▸ **WORK INSTRUCTIONS**
Return all entries word for word, but drop any images.

▸ **PROVIDED MATERIAL**
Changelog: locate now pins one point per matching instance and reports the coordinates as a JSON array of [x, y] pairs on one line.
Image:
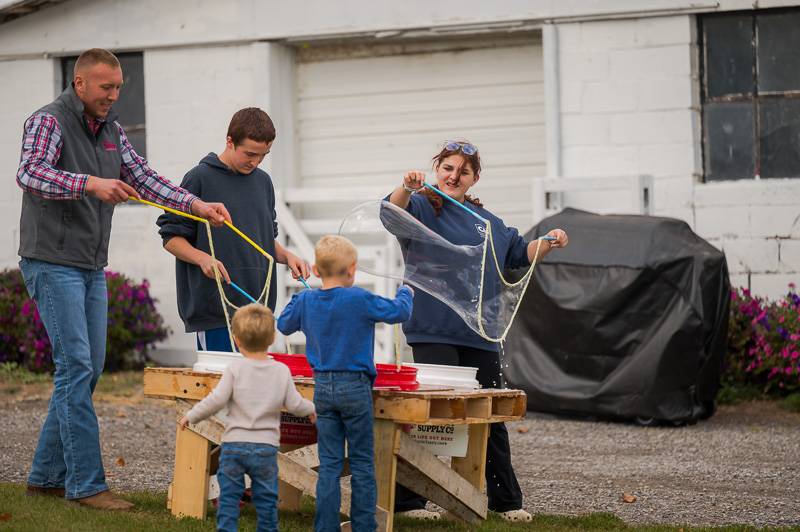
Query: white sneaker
[[516, 516], [422, 515]]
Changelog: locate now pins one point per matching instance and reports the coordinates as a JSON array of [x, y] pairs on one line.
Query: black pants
[[501, 483]]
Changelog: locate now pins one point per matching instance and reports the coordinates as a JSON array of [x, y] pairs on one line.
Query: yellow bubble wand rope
[[217, 276]]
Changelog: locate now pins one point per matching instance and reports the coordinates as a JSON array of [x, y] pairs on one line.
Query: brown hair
[[251, 123], [474, 161], [93, 56], [253, 326], [333, 254]]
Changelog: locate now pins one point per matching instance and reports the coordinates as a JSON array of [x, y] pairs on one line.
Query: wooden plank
[[413, 479], [451, 408], [308, 455], [440, 483], [289, 497], [387, 442], [178, 384], [479, 407], [472, 467], [190, 475], [402, 410], [294, 473], [187, 384]]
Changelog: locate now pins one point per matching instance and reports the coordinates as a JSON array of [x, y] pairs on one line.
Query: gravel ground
[[741, 466]]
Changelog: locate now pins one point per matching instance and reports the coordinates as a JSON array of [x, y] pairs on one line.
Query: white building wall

▸ **THE OUTPUT**
Changelog: locate now pins one point per matching instance and reports the coordinates as a JSON array of [x, y] pairs on one line.
Image:
Query: white sneaker
[[516, 516], [422, 515]]
Changelog: locate now pins one point per matching instance and reports the coordinates as a JSON array of [x, y] pairs on one line.
Query: black pants
[[501, 483]]
Changelog: locate now pins one point per matching instance and reports the coordinates as a JSON array of [x, y] pairs on one line.
Query: yellow bubble wand rope
[[217, 276]]
Changelog: locate now pins one point per matching instance and reports the coordinates as a JSON array of [x, y] pairs on one line.
Query: brown hair
[[251, 123], [474, 161], [93, 56], [253, 326], [333, 254]]
Changelog: locate now pins one point per matching instance and reports the coordinates as a JSON array of [x, y] pairs on one line.
Query: wooden plank
[[413, 479], [451, 408], [308, 455], [440, 483], [289, 497], [387, 442], [178, 384], [479, 407], [472, 467], [190, 475], [402, 410], [294, 473], [187, 384]]
Changelog: locate now pins one point per matching instance and reports the coordinates as a JSON array of [x, y] pairs on one line.
Query: gravel ground
[[741, 466]]
Changelog: locate now pins one point per matching instance and reports the coordinates as a JSON array of [x, y] pairs on one line.
Query: white building wall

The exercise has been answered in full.